Recorded information START
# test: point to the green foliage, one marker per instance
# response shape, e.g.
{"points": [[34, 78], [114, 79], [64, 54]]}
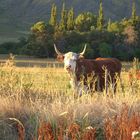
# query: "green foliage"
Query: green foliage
{"points": [[70, 20], [100, 20], [53, 15], [114, 27], [133, 16], [62, 25], [85, 21], [137, 53], [113, 39]]}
Recorded information END
§ Your goal:
Your task is to copy the entries in full and exactly, without any images.

§ Exercise response:
# test: point to the green foliage, one marker per instance
# response shape, e.g.
{"points": [[34, 78], [114, 79], [64, 54]]}
# query: "green foliage"
Query: green foliage
{"points": [[70, 20], [100, 20], [53, 15], [114, 27], [133, 16], [62, 25], [85, 21], [137, 53], [113, 39]]}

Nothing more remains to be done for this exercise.